**OBJECTIVE**.
Count the rows that contain the word "crowd" and reply with that number alone.

##############################

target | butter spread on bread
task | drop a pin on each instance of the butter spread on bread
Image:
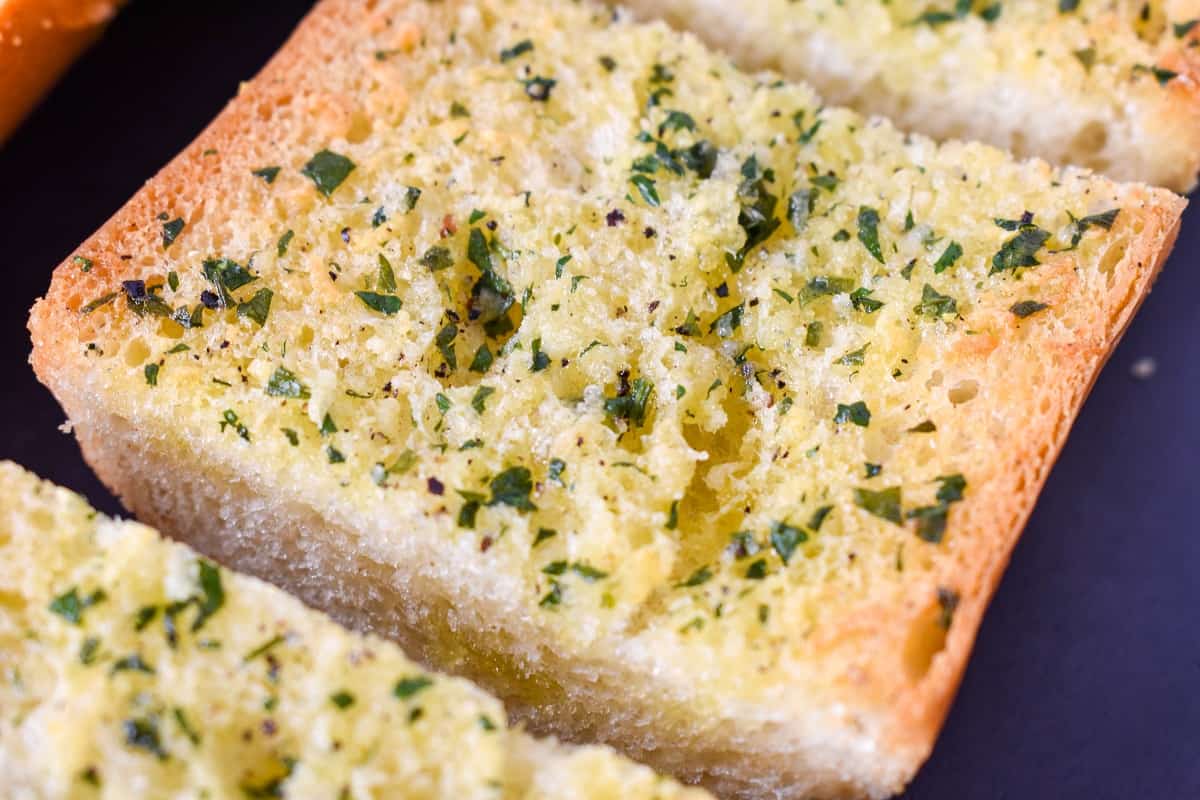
(682, 410)
(1108, 84)
(130, 667)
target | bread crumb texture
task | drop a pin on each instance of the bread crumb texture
(1108, 84)
(131, 667)
(705, 411)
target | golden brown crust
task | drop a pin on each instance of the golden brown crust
(39, 40)
(995, 516)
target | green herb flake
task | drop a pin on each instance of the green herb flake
(869, 232)
(89, 650)
(819, 517)
(384, 304)
(267, 173)
(483, 360)
(285, 384)
(934, 304)
(143, 734)
(539, 88)
(479, 401)
(257, 307)
(631, 402)
(407, 687)
(328, 170)
(171, 232)
(555, 473)
(1020, 250)
(511, 488)
(948, 258)
(757, 570)
(281, 247)
(883, 504)
(437, 258)
(785, 539)
(856, 413)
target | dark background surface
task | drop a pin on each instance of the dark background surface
(1085, 681)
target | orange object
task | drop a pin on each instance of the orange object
(39, 40)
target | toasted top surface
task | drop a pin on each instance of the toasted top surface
(747, 389)
(1108, 84)
(129, 667)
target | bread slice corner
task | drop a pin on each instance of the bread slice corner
(132, 666)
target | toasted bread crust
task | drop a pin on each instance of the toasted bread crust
(39, 40)
(1032, 91)
(313, 549)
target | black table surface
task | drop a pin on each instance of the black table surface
(1085, 681)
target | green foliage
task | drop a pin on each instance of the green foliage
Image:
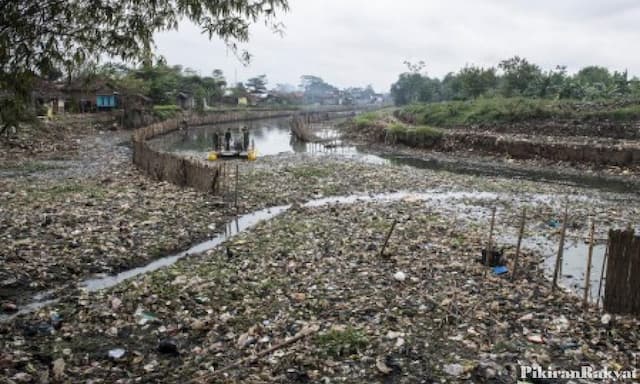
(365, 120)
(316, 89)
(415, 136)
(257, 85)
(476, 81)
(516, 77)
(519, 77)
(164, 112)
(344, 343)
(39, 38)
(510, 110)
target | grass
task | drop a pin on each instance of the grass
(510, 110)
(421, 136)
(341, 343)
(165, 112)
(365, 120)
(30, 167)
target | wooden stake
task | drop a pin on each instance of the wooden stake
(604, 266)
(520, 234)
(489, 251)
(557, 270)
(236, 193)
(587, 283)
(224, 181)
(386, 241)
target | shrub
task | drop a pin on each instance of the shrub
(498, 110)
(164, 112)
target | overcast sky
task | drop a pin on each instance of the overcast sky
(360, 42)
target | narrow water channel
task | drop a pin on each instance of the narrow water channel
(460, 204)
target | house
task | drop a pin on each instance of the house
(49, 98)
(91, 95)
(106, 101)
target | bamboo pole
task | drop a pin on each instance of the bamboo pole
(557, 270)
(520, 234)
(236, 193)
(604, 266)
(489, 251)
(386, 241)
(587, 283)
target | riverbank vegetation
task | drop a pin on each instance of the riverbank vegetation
(514, 77)
(500, 110)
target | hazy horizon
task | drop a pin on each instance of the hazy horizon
(359, 42)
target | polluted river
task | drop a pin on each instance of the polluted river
(273, 140)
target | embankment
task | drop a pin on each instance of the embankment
(199, 174)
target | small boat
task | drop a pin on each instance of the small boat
(250, 155)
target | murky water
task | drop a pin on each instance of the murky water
(247, 221)
(273, 137)
(269, 136)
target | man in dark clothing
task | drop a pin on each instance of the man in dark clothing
(245, 138)
(216, 141)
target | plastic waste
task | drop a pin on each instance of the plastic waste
(500, 270)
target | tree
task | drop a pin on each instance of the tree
(475, 81)
(414, 87)
(257, 85)
(520, 77)
(38, 36)
(593, 75)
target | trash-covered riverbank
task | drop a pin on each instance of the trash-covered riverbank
(424, 310)
(378, 318)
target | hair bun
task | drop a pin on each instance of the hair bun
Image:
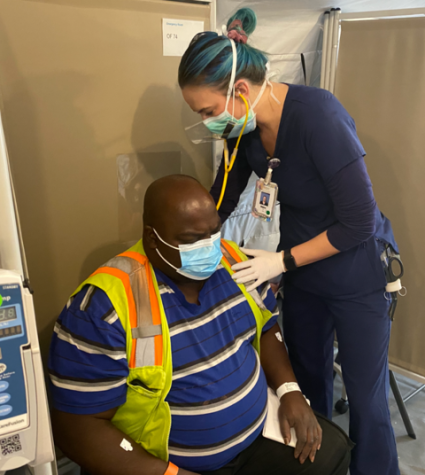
(247, 17)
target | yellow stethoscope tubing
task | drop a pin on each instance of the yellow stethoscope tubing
(228, 166)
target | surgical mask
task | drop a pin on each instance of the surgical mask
(199, 260)
(217, 125)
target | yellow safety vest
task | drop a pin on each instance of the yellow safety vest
(130, 283)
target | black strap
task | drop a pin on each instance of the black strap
(304, 69)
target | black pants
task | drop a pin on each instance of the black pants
(264, 456)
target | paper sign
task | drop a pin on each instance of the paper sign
(177, 34)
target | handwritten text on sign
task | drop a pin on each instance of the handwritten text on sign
(177, 34)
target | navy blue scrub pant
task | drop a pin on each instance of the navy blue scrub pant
(363, 331)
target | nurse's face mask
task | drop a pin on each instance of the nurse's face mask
(225, 125)
(199, 259)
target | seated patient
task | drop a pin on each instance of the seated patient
(160, 362)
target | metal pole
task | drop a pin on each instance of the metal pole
(335, 45)
(329, 49)
(324, 48)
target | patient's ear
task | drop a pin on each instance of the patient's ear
(149, 238)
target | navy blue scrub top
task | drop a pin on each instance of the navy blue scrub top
(317, 139)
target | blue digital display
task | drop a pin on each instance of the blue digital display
(7, 314)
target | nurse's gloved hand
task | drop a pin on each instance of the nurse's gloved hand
(265, 266)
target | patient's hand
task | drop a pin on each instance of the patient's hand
(295, 412)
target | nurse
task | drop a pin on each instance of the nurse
(332, 232)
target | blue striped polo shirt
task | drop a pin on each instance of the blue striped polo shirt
(219, 392)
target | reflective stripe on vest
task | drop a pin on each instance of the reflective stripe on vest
(231, 256)
(133, 270)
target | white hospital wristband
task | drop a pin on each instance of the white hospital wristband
(287, 388)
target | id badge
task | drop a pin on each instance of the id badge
(265, 195)
(264, 199)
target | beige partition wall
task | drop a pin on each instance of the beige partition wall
(381, 81)
(81, 82)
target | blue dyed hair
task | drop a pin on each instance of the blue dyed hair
(209, 58)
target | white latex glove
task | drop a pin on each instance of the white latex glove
(263, 267)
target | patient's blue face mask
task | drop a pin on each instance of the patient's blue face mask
(199, 260)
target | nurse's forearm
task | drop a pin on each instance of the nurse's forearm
(314, 250)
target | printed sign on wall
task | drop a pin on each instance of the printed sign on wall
(177, 34)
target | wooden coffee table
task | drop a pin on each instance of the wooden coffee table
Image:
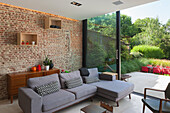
(92, 108)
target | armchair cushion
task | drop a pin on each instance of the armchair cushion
(153, 104)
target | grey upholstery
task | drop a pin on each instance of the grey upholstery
(106, 77)
(167, 92)
(153, 104)
(83, 90)
(68, 76)
(93, 72)
(57, 99)
(29, 100)
(114, 88)
(38, 81)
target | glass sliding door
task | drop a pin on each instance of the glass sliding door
(101, 42)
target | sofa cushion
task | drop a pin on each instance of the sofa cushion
(48, 88)
(68, 76)
(57, 99)
(89, 80)
(93, 72)
(114, 88)
(84, 72)
(75, 82)
(37, 81)
(83, 90)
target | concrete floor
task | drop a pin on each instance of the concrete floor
(149, 80)
(126, 106)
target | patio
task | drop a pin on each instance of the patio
(149, 80)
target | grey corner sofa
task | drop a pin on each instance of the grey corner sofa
(31, 102)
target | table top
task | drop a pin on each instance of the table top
(92, 108)
(109, 73)
(125, 76)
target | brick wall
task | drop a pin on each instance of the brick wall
(66, 53)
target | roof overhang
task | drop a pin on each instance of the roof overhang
(88, 9)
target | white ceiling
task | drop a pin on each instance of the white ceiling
(88, 9)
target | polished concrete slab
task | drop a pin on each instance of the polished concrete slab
(126, 105)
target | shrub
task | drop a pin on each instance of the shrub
(149, 51)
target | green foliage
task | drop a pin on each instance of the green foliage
(127, 28)
(152, 32)
(125, 53)
(163, 63)
(149, 51)
(96, 55)
(136, 64)
(46, 62)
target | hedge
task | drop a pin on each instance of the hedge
(136, 64)
(149, 51)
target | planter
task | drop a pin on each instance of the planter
(47, 68)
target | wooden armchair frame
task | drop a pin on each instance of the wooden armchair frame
(160, 105)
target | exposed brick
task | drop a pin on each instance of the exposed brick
(65, 53)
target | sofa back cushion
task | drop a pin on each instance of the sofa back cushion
(89, 80)
(69, 76)
(84, 72)
(48, 88)
(73, 83)
(93, 72)
(38, 81)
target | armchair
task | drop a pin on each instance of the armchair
(158, 105)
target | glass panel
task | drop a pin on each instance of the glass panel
(101, 42)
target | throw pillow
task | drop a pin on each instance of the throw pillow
(48, 88)
(72, 83)
(84, 72)
(89, 80)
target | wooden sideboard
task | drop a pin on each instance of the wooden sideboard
(17, 80)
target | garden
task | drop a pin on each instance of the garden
(144, 42)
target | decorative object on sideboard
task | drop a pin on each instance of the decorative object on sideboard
(52, 23)
(39, 68)
(23, 43)
(33, 42)
(34, 69)
(51, 64)
(27, 43)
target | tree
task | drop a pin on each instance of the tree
(151, 32)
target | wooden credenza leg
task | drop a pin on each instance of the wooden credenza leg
(11, 99)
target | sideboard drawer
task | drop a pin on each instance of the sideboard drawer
(34, 75)
(18, 81)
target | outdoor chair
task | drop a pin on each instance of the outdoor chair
(158, 105)
(145, 69)
(166, 71)
(167, 66)
(106, 106)
(157, 70)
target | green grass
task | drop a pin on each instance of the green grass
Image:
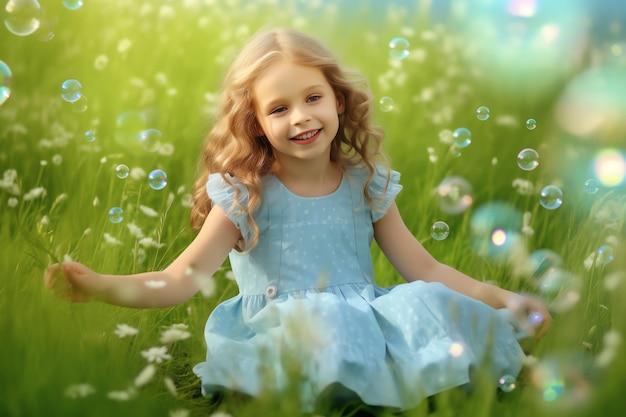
(173, 68)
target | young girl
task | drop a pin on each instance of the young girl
(294, 188)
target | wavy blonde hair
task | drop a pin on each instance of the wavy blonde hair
(236, 145)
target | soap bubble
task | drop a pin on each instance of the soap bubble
(592, 186)
(90, 135)
(122, 171)
(462, 137)
(22, 17)
(528, 159)
(386, 104)
(439, 230)
(454, 194)
(551, 197)
(399, 48)
(116, 215)
(5, 82)
(71, 90)
(482, 113)
(157, 179)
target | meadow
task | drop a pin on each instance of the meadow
(158, 65)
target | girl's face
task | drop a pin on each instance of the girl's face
(297, 110)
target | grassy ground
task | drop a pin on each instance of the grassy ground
(161, 63)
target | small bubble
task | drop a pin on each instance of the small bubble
(116, 215)
(551, 197)
(71, 90)
(462, 137)
(5, 82)
(386, 104)
(90, 135)
(151, 139)
(507, 383)
(439, 230)
(592, 186)
(122, 171)
(483, 113)
(528, 159)
(605, 254)
(399, 48)
(22, 17)
(157, 179)
(80, 105)
(73, 4)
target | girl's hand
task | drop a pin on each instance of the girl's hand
(71, 280)
(531, 314)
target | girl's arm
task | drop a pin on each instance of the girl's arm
(172, 286)
(413, 262)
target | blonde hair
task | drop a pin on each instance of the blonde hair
(236, 145)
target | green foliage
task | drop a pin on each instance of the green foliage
(165, 61)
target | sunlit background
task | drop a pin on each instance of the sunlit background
(506, 118)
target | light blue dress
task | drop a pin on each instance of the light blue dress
(309, 311)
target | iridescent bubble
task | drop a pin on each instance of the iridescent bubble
(528, 159)
(71, 90)
(5, 82)
(399, 48)
(22, 17)
(80, 105)
(542, 260)
(560, 289)
(496, 230)
(605, 254)
(483, 113)
(151, 139)
(386, 104)
(122, 171)
(439, 230)
(116, 215)
(157, 179)
(462, 137)
(507, 383)
(610, 167)
(454, 194)
(551, 197)
(73, 4)
(90, 135)
(592, 186)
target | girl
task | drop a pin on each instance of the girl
(294, 188)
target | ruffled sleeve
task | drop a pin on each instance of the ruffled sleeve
(223, 193)
(383, 192)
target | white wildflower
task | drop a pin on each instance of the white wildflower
(101, 62)
(173, 335)
(124, 330)
(37, 192)
(179, 412)
(79, 391)
(148, 242)
(110, 240)
(523, 187)
(122, 395)
(150, 212)
(145, 375)
(155, 285)
(171, 387)
(124, 45)
(156, 354)
(135, 230)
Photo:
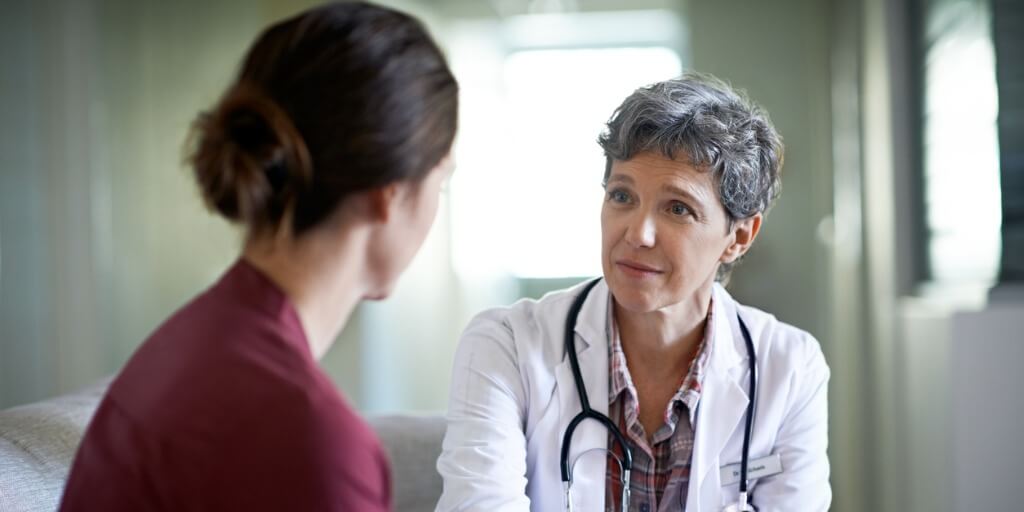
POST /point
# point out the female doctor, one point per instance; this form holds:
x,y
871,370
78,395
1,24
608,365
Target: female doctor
x,y
649,389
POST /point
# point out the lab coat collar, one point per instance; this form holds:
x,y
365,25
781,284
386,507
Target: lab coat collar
x,y
593,324
591,437
723,401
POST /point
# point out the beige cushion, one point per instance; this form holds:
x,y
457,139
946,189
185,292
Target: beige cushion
x,y
38,442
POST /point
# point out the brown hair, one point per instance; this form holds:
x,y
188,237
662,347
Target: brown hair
x,y
338,99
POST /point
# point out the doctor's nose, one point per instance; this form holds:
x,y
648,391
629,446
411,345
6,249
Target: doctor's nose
x,y
640,231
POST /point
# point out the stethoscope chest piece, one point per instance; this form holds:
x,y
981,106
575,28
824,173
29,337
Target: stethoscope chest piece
x,y
743,505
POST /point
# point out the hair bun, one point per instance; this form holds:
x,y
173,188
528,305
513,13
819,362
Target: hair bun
x,y
249,158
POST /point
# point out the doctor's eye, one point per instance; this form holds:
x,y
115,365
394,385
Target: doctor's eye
x,y
620,196
679,209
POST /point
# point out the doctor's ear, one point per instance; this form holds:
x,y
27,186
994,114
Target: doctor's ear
x,y
742,232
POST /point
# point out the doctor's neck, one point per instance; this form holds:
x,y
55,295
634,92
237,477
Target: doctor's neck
x,y
666,340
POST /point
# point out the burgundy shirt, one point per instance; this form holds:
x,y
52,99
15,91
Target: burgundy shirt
x,y
224,408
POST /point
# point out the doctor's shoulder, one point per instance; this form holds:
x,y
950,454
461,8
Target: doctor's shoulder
x,y
782,347
528,329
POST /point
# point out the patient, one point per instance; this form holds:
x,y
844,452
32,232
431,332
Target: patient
x,y
329,150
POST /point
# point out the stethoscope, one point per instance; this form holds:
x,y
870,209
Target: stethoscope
x,y
626,463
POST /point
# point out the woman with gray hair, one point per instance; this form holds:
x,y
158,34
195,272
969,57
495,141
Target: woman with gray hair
x,y
649,389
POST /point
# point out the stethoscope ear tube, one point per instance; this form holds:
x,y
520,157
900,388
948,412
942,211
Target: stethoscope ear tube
x,y
752,355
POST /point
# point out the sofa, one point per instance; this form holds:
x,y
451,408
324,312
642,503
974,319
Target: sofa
x,y
38,442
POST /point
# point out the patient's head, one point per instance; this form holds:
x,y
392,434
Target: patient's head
x,y
340,99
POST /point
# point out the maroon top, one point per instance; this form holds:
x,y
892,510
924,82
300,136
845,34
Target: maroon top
x,y
224,408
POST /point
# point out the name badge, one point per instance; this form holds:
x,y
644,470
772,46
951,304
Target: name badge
x,y
757,468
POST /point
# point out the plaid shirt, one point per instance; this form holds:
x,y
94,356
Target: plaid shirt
x,y
660,472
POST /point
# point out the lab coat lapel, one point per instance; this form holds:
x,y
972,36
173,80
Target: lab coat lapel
x,y
591,345
723,403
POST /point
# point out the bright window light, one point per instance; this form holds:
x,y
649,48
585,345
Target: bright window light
x,y
526,198
962,167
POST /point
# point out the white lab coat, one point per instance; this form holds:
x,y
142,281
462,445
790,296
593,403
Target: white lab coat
x,y
513,395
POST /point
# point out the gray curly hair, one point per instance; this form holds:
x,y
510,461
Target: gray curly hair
x,y
717,128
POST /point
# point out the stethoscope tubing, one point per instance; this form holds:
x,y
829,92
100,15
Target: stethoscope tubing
x,y
589,413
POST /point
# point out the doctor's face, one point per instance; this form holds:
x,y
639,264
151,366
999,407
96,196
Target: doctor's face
x,y
664,232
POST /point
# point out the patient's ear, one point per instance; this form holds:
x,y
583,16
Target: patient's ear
x,y
742,232
381,202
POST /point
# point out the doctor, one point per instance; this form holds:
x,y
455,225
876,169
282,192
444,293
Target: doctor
x,y
665,353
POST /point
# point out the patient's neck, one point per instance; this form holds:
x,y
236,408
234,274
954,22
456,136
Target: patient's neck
x,y
321,273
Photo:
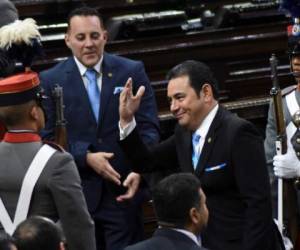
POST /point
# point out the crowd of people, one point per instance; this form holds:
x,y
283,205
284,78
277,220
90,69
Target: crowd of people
x,y
90,194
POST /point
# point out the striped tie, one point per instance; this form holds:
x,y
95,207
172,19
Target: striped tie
x,y
93,91
196,153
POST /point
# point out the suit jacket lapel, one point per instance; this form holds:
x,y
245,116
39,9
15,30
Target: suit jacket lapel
x,y
184,143
210,140
75,83
108,83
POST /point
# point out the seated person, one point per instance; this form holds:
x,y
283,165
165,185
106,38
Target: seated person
x,y
180,207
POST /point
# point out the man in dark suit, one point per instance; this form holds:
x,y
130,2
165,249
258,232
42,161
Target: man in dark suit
x,y
37,178
180,207
228,158
92,126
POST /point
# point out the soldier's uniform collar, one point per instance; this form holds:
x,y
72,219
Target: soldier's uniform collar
x,y
21,137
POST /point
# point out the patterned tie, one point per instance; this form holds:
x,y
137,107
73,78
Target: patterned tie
x,y
93,91
196,153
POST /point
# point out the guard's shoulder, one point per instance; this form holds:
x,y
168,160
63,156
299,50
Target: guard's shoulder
x,y
54,145
288,90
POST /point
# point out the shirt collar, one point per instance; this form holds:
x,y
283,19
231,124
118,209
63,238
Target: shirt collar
x,y
189,234
82,68
204,127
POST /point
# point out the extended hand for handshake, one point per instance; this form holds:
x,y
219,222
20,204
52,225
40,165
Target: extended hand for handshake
x,y
287,165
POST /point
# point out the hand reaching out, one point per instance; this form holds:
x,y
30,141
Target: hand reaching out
x,y
129,103
132,182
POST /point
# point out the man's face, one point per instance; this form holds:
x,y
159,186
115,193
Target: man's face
x,y
296,66
187,107
86,38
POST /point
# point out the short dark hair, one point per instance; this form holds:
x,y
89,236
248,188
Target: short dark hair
x,y
199,74
174,196
85,11
38,233
6,241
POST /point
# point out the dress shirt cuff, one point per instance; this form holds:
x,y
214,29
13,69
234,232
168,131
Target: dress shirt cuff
x,y
124,132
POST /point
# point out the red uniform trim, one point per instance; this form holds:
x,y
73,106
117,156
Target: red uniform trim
x,y
16,137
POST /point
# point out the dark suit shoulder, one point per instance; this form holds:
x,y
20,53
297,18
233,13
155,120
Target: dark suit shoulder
x,y
235,124
54,145
288,90
61,66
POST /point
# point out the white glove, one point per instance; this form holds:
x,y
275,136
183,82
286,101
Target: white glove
x,y
287,165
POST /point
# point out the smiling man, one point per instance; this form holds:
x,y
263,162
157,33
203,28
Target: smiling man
x,y
92,81
224,151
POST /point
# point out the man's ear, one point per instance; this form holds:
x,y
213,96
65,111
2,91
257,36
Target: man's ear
x,y
61,246
67,40
195,216
207,91
105,36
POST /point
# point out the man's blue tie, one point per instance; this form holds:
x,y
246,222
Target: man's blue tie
x,y
196,153
93,91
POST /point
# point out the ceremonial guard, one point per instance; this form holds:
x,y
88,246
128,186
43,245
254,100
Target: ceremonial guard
x,y
283,151
37,178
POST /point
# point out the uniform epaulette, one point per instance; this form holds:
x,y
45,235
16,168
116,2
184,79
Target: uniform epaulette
x,y
288,90
54,145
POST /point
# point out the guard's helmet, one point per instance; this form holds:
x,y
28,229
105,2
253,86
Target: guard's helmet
x,y
294,38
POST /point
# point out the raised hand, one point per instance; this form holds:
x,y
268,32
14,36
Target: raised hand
x,y
129,103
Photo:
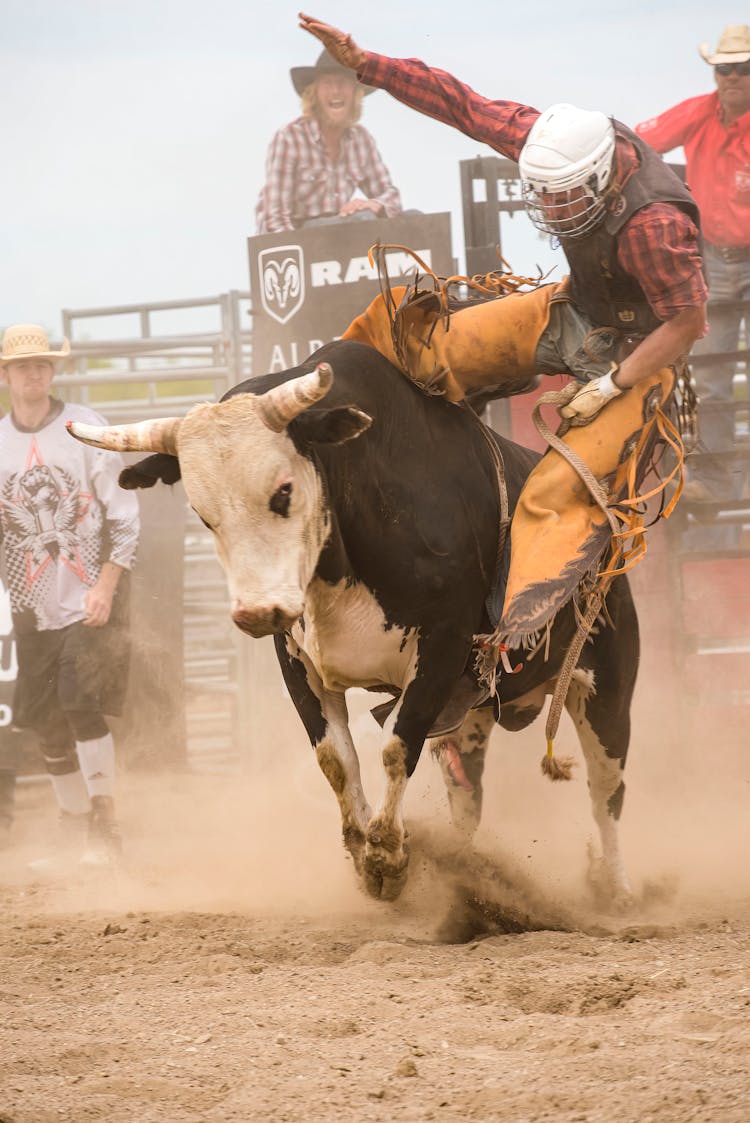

##############################

**CORRECT OUTPUT**.
2